Reproduce the material below with every instance of "detect" replaced by "locate" and all else left unchanged. Omit the pictures from your answer.

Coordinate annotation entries

|---|

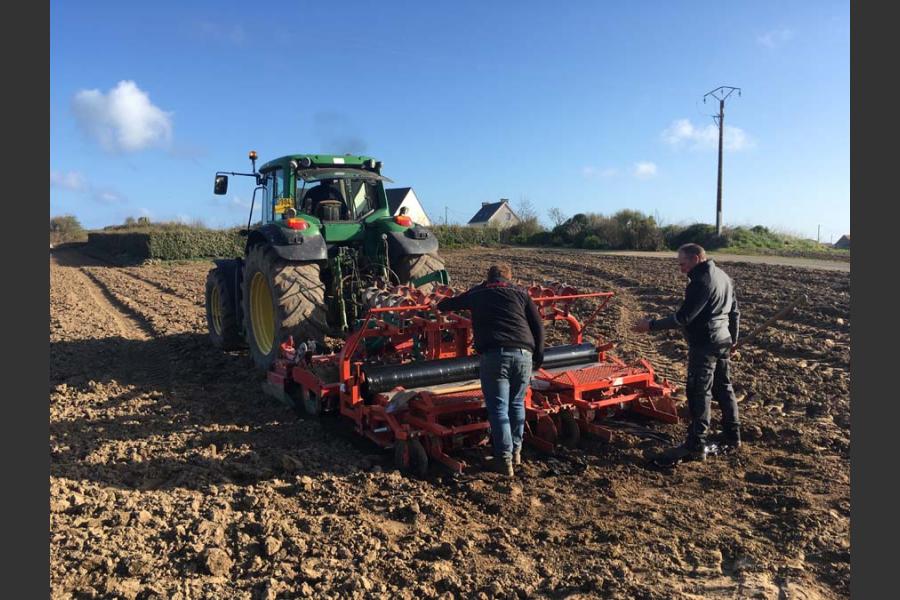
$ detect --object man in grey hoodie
[632,244,741,462]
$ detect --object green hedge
[430,225,504,248]
[88,227,246,260]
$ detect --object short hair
[488,263,512,281]
[678,244,706,260]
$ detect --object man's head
[488,263,512,281]
[678,244,706,275]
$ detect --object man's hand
[631,319,650,333]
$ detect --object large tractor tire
[394,254,444,294]
[206,267,244,350]
[241,245,328,370]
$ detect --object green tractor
[206,152,449,370]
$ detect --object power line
[703,85,741,235]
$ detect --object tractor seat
[316,200,347,221]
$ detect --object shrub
[50,215,87,244]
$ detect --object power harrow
[264,283,678,476]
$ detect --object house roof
[384,188,412,214]
[469,200,509,223]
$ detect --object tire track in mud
[83,267,204,337]
[51,250,152,340]
[74,267,155,340]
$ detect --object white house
[468,198,522,229]
[384,188,431,227]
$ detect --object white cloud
[756,28,794,48]
[660,119,753,151]
[634,161,656,179]
[50,171,125,204]
[581,166,619,179]
[50,171,87,192]
[210,196,251,212]
[72,81,172,152]
[91,189,125,204]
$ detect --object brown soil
[49,248,850,599]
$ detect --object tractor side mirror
[213,175,228,196]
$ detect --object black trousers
[685,343,740,446]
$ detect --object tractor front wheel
[206,267,243,350]
[241,245,328,370]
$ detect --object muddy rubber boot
[488,458,515,477]
[653,443,706,467]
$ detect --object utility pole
[703,85,741,235]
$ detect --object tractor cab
[294,169,391,223]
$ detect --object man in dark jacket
[437,264,544,477]
[633,244,741,461]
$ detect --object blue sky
[50,1,850,241]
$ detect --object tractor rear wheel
[206,267,244,350]
[241,245,328,370]
[394,254,444,294]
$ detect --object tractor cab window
[262,169,291,223]
[344,179,377,219]
[295,169,390,221]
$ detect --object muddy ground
[49,248,850,599]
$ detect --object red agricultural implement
[265,284,678,475]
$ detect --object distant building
[468,198,522,229]
[834,233,850,250]
[384,188,431,227]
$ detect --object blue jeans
[480,348,531,460]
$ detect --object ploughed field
[49,248,850,599]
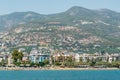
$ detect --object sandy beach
[0,67,119,70]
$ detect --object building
[29,50,50,63]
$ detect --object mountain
[0,11,43,30]
[0,6,120,45]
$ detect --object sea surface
[0,70,120,80]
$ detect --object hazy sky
[0,0,120,15]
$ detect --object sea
[0,70,120,80]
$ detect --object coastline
[0,67,120,71]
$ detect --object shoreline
[0,67,120,71]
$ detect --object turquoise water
[0,70,120,80]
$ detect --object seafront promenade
[0,67,120,70]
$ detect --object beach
[0,67,120,70]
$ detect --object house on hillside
[29,50,50,63]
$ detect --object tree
[12,49,23,64]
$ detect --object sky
[0,0,120,15]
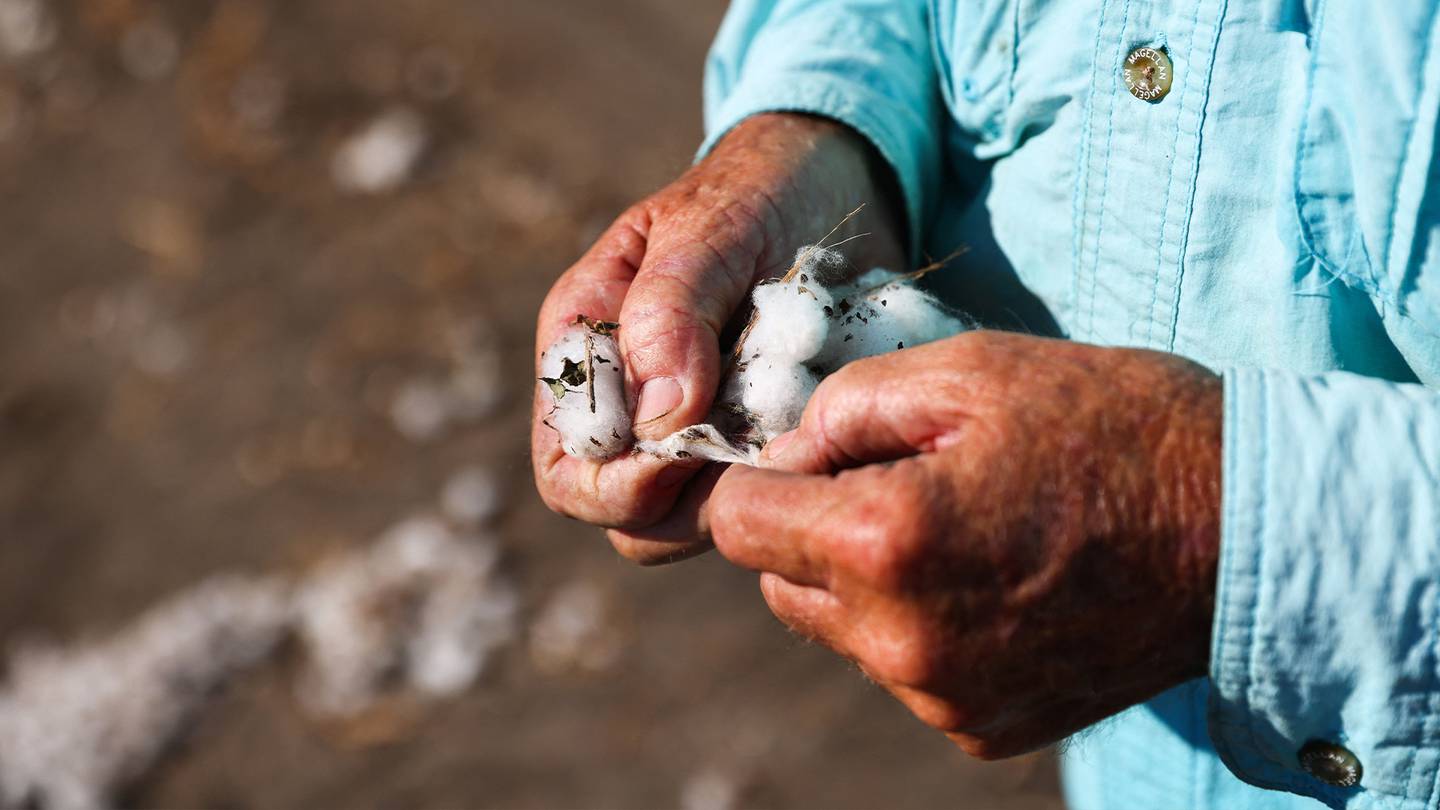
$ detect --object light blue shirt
[701,0,1440,810]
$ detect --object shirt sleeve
[1208,369,1440,810]
[700,0,940,245]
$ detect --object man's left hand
[710,331,1221,758]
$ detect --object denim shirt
[701,0,1440,810]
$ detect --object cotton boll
[540,323,632,461]
[744,280,834,362]
[867,284,966,346]
[816,281,965,363]
[635,425,760,467]
[736,359,819,441]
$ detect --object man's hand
[531,114,903,562]
[710,331,1221,758]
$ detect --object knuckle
[909,698,973,734]
[861,631,939,687]
[949,734,1030,762]
[844,472,932,591]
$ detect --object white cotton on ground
[0,577,291,809]
[540,323,632,461]
[330,107,428,195]
[297,516,518,716]
[530,579,621,675]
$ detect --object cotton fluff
[541,245,968,466]
[540,317,632,461]
[685,245,966,449]
[0,577,291,809]
[295,516,518,716]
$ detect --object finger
[606,464,724,565]
[710,466,844,587]
[530,213,698,526]
[763,336,973,473]
[760,574,848,645]
[619,199,765,438]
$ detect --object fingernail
[635,376,685,425]
[760,431,799,460]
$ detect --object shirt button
[1300,739,1364,787]
[1125,48,1175,104]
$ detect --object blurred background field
[0,0,1058,809]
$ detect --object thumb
[762,347,972,474]
[619,204,763,438]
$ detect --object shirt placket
[1070,0,1225,350]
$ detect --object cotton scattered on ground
[390,321,504,442]
[0,0,59,59]
[120,19,180,81]
[530,581,621,675]
[0,507,518,810]
[297,516,517,715]
[441,466,503,526]
[0,577,291,809]
[330,107,428,195]
[680,768,744,810]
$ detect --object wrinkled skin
[531,114,904,564]
[710,331,1221,758]
[531,114,1221,758]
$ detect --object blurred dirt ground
[0,0,1058,809]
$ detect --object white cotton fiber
[541,245,968,466]
[635,425,760,467]
[742,280,834,362]
[540,321,632,461]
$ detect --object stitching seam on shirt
[1086,0,1130,339]
[1290,0,1341,278]
[1240,370,1270,761]
[1422,573,1440,807]
[1070,0,1110,333]
[1145,1,1204,349]
[1165,0,1230,352]
[1381,3,1440,281]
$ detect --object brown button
[1300,739,1364,787]
[1125,48,1175,104]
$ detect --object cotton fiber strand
[540,319,632,461]
[662,245,966,466]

|---|

**WRITTEN RESPONSE:**
$ locate --object man in grey hoodie
[632,244,741,462]
$ locate --object green hedge
[430,225,504,248]
[88,227,246,260]
$ locate --object short hair
[488,263,512,281]
[678,244,706,260]
$ locate --object man's head
[488,263,512,281]
[678,244,706,275]
$ locate --object man's hand
[631,319,650,333]
$ locate --object large tractor tire
[394,254,444,294]
[206,267,244,350]
[241,245,328,370]
$ locate --object green tractor
[206,152,449,370]
$ locate --object power line
[703,85,741,235]
$ locate --object tractor seat
[316,200,347,221]
$ locate --object shrub
[50,215,87,244]
$ locate --object power harrow
[264,283,678,476]
$ locate --object house roof
[384,188,412,214]
[469,200,509,223]
$ locate --object tire track in mud
[83,267,204,337]
[51,250,152,340]
[74,267,155,340]
$ locate --object white house
[468,198,522,229]
[384,188,431,227]
$ locate --object white cloud
[756,28,794,48]
[660,119,753,151]
[634,161,656,179]
[50,171,125,204]
[581,166,619,179]
[50,171,87,192]
[210,196,251,212]
[72,81,172,152]
[91,189,125,204]
$ locate --object brown soil
[49,248,850,599]
$ locate --object tractor side mirror
[213,175,228,196]
$ locate --object black trousers
[685,343,740,446]
$ locate --object tractor front wheel
[206,267,243,350]
[241,245,328,370]
$ locate --object muddy rubber boot
[488,458,515,477]
[653,443,706,467]
$ locate --object utility pole
[703,85,741,235]
$ locate --object tractor cab
[294,169,391,223]
$ locate --object man in dark jacket
[437,264,544,477]
[633,244,741,461]
$ locate --object blue sky
[50,1,850,241]
$ locate --object tractor rear wheel
[206,267,244,350]
[241,245,328,370]
[394,254,444,294]
$ locate --object tractor cab window
[262,169,291,223]
[344,179,377,219]
[295,169,390,221]
$ locate --object muddy ground
[49,248,850,599]
$ locate --object red agricultural implement
[265,284,678,475]
$ locate --object distant building
[468,198,522,229]
[834,233,850,250]
[384,188,431,227]
$ locate --object blue jeans
[480,348,531,460]
$ locate --object ploughed field
[49,248,850,599]
$ locate --object sandy beach
[0,67,119,70]
$ locate --object building
[29,50,50,63]
$ locate --object mountain
[0,11,43,30]
[0,6,120,45]
$ locate --object sea surface
[0,70,120,80]
$ locate --object hazy sky
[0,0,120,15]
$ locate --object sea
[0,70,120,80]
$ locate --object coastline
[0,67,120,71]
$ locate --object shoreline
[0,67,120,71]
$ locate --object turquoise water
[0,70,120,80]
$ locate --object seafront promenade
[0,67,120,70]
$ locate --object beach
[0,67,120,70]
$ locate --object house on hillside
[29,50,50,63]
$ locate --object tree
[12,49,23,64]
$ locate --object sky
[0,0,120,15]
$ locate --object light blue shirt
[701,0,1440,810]
$ locate --object shirt sleeve
[1208,369,1440,810]
[700,0,940,245]
$ locate --object man's left hand
[710,331,1221,758]
$ locate --object denim shirt
[701,0,1440,810]
$ locate --object cotton boll
[540,323,632,461]
[744,280,834,362]
[867,284,966,346]
[816,281,965,363]
[635,425,760,467]
[736,359,819,441]
$ locate --object man's hand
[531,114,903,562]
[710,331,1221,758]
$ locate --object knuckle
[909,698,973,734]
[861,631,939,687]
[949,734,1030,762]
[844,472,932,591]
$ locate --object white cotton on ground
[0,577,291,809]
[540,323,632,461]
[330,107,428,195]
[297,516,518,716]
[530,579,621,675]
$ locate --object cotton fluff
[541,245,968,466]
[540,317,632,461]
[685,245,966,449]
[0,577,291,809]
[295,516,518,716]
$ locate --object finger
[606,464,724,565]
[710,466,844,587]
[530,213,698,526]
[763,336,973,473]
[760,574,848,645]
[619,199,765,438]
$ locate --object fingernail
[635,376,685,425]
[760,431,799,460]
$ locate --object shirt button
[1300,739,1364,787]
[1125,48,1175,104]
$ locate --object blurred background field
[0,0,1058,809]
$ locate --object thumb
[762,347,972,474]
[619,204,763,438]
$ locate --object shirt placket
[1070,0,1225,350]
$ locate --object cotton scattered on ground
[390,321,504,442]
[0,0,59,59]
[120,19,180,81]
[530,581,621,675]
[0,507,518,810]
[297,516,517,715]
[441,466,503,526]
[0,577,291,809]
[330,107,428,195]
[680,768,744,810]
$ locate --object wrinkled skin
[531,114,904,564]
[710,331,1221,758]
[531,114,1221,758]
$ locate --object blurred dirt ground
[0,0,1058,809]
$ locate --object white cotton fiber
[541,245,968,466]
[635,425,760,467]
[742,280,834,362]
[540,321,632,461]
$ locate --object stitching seam on shirt
[1086,0,1130,339]
[1290,0,1341,278]
[1240,370,1270,761]
[1422,573,1440,807]
[1070,0,1110,333]
[1145,1,1204,349]
[1165,0,1230,352]
[1381,3,1440,281]
$ locate --object brown button
[1300,739,1364,787]
[1125,48,1175,104]
$ locate --object cotton fiber strand
[540,319,632,461]
[662,245,966,466]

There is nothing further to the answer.